____ Testo dato

Una straordinaria avventura umana

Questo mese avevo in programma di presentare al Comitato esecutivo di una filiale bancaria un programma predefinito dalla società.

Quando li ho contattati per preparare la presentazione per i due giorni però,  sia il responsabile delle risorse umane che il direttore generale hanno espresso scetticismo riguardo al programma aziendale, sostenendo che non era adatto alle loro esigenze. Ho quindi cercato di conciliare entrambe le parti offrendo di adattare, piuttosto che cambiare, il programma. Sono stata in qualche modo presa tra due fuochi: la società che ha insistito per applicare lo stesso programma in tutte le filiali dell’azienda, e i membri del Comitato esecutivo che avevano le loro richieste.

Il giorno dell’incontro ho presentato il mio programma ai nove membri del Comitato esecutivo. Dopo aver identificato i problemi individuali e di gruppo, mi sono resa conto che il programma non era adatto alle loro esigenze. Ho capito che, se avessi seguito quel programma per due giorni, sia io che il programma saremmo incorsi nella disapprovazione dei membri, poiché avrebbero sentito che stavano sprecando due giorni in un contesto di lavoro ad alta tensione. Mi sono resa conto che i partecipanti erano sull’attenti e mi sarei discreditata se non avessi mostrato una certa flessibilità.

________
____ Dati grezzi

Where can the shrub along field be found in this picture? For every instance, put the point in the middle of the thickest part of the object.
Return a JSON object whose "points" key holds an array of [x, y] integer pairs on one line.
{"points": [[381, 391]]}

________

■ **Esercizio A**
Secondo il testo dato, a quanti membri del Comitato esecutivo è stato presentato il programma il giorno dell'incontro?
■ **Esercizio B**
Riscrivi dal testo dato il passo che comincia con le parole "Il giorno dell’incontro" e si ferma dopo le parole "una certa flessibilità.".

■ **Soluzione scritta A**
A nove membri.

■ **Soluzione scritta B**
Il giorno dell’incontro ho presentato il mio programma ai nove membri del Comitato esecutivo. Dopo aver identificato i problemi individuali e di gruppo, mi sono resa conto che il programma non era adatto alle loro esigenze. Ho capito che, se avessi seguito quel programma per due giorni, sia io che il programma saremmo incorsi nella disapprovazione dei membri, poiché avrebbero sentito che stavano sprecando due giorni in un contesto di lavoro ad alta tensione. Mi sono resa conto che i partecipanti erano sull’attenti e mi sarei discreditata se non avessi mostrato una certa flessibilità.